- [WHAT THE EXERCISE ASKS]: Rewrite the rows from the line with "around the streaky" to the line with "0,91,581,333", replacing "white cloud" with "cirrus cloud" and leaving everything else unchanged.

- [ENTRIES SUPPLIED]:
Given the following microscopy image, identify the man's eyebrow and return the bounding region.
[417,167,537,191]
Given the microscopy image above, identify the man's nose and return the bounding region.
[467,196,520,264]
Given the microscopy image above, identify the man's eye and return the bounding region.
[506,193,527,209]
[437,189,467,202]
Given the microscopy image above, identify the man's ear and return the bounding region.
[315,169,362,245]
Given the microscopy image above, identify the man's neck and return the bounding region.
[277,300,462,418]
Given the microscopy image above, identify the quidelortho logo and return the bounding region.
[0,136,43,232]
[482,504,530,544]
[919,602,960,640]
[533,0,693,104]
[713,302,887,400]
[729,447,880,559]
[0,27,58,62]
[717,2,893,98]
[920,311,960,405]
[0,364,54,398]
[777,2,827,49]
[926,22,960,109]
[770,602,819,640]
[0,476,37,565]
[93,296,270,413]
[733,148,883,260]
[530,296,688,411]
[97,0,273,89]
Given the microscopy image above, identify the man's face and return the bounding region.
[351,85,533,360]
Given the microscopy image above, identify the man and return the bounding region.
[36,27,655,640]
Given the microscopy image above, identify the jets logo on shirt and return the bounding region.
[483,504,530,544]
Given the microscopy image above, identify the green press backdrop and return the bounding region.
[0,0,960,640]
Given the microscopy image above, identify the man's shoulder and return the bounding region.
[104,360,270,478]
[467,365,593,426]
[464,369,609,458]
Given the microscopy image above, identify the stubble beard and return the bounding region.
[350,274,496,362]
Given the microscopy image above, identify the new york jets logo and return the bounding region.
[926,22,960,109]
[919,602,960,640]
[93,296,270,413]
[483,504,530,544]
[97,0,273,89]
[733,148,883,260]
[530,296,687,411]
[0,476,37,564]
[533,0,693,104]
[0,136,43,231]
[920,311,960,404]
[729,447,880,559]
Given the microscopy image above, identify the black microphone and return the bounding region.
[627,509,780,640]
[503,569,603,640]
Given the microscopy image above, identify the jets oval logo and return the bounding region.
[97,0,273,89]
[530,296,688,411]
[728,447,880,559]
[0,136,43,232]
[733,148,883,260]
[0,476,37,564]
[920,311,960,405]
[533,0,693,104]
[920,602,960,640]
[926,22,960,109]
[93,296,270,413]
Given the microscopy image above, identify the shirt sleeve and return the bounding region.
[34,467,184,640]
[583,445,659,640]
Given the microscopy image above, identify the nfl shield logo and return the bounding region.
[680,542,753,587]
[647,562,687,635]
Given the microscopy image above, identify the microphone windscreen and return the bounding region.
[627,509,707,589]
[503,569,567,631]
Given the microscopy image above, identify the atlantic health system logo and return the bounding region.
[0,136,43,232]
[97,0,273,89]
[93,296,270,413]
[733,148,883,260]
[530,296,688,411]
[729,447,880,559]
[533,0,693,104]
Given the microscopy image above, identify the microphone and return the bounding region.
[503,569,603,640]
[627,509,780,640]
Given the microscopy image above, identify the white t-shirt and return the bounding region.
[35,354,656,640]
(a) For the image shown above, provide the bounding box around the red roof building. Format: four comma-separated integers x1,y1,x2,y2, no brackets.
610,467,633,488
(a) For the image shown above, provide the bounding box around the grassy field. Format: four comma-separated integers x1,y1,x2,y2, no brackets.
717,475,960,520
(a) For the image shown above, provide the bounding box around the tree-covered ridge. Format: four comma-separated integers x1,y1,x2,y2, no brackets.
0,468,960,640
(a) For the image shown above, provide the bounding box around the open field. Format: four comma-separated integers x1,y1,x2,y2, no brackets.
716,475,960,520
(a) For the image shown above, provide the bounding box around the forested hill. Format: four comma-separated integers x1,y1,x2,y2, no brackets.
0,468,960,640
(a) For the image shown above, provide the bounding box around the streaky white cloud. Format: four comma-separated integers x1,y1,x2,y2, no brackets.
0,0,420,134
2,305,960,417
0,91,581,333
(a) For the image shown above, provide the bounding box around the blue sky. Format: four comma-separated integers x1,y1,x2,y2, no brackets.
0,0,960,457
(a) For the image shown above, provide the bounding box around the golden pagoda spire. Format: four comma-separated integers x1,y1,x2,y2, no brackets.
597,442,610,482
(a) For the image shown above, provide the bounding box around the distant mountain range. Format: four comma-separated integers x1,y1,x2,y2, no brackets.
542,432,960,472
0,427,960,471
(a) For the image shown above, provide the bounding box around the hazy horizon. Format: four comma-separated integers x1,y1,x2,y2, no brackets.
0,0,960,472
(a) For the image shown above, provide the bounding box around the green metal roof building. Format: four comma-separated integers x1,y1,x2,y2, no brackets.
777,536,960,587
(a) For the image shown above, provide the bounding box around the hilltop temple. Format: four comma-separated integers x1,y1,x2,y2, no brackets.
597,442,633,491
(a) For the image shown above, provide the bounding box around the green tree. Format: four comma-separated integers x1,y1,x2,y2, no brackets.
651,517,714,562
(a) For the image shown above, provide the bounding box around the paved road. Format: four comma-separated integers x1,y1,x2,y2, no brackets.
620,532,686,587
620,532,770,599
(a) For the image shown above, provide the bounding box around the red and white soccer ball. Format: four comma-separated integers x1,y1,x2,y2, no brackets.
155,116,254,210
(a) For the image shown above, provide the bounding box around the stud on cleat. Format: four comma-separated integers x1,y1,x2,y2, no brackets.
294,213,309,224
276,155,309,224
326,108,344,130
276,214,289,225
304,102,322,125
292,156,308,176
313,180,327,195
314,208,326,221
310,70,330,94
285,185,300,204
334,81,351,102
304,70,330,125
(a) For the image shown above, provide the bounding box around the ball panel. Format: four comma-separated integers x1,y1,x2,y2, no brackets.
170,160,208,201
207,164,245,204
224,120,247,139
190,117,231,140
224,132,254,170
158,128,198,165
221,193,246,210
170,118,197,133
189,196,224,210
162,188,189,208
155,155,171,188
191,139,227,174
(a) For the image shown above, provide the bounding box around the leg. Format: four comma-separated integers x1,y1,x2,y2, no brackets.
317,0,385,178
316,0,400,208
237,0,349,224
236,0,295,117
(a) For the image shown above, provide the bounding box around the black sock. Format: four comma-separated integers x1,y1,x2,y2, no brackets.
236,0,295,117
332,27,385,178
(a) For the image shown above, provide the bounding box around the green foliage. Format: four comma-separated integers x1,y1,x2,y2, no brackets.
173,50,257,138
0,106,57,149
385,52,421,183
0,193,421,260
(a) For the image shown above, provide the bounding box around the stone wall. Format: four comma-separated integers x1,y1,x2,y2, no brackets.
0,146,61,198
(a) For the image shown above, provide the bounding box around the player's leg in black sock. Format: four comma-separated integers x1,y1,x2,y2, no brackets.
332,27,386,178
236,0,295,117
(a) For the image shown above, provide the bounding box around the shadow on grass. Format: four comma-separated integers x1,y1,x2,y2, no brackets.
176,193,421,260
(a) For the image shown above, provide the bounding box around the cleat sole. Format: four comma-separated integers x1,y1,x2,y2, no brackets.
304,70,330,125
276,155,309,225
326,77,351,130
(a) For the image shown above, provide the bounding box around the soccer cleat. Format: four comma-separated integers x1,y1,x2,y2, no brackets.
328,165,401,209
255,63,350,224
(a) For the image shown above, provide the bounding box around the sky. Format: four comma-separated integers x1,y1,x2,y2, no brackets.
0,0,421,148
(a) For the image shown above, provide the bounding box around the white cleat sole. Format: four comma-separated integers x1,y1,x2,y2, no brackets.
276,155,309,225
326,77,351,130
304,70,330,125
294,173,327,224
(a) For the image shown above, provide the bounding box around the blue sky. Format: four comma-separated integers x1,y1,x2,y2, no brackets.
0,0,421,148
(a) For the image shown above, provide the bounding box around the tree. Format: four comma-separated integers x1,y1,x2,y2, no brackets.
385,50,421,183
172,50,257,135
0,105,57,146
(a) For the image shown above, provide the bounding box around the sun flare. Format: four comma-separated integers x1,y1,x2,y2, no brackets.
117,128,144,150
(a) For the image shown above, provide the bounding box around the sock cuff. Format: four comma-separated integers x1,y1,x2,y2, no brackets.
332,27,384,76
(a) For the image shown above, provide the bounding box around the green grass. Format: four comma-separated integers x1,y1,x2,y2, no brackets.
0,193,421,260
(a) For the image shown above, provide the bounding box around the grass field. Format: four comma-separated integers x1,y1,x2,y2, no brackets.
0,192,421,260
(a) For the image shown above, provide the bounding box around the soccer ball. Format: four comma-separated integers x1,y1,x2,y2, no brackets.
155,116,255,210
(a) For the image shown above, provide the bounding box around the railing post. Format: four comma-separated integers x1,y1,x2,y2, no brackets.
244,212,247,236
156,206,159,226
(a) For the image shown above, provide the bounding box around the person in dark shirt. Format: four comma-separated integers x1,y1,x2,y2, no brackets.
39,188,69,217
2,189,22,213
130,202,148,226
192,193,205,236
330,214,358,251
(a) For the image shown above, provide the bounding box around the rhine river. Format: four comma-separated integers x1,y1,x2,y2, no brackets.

- [ANSWER IN FULL]:
(a) For the image shown above, provide the bounding box around the streaky cirrus cloud. Format: four comma-separated integers x1,y1,x2,y2, no brackets.
0,0,420,134
2,305,960,417
0,91,581,333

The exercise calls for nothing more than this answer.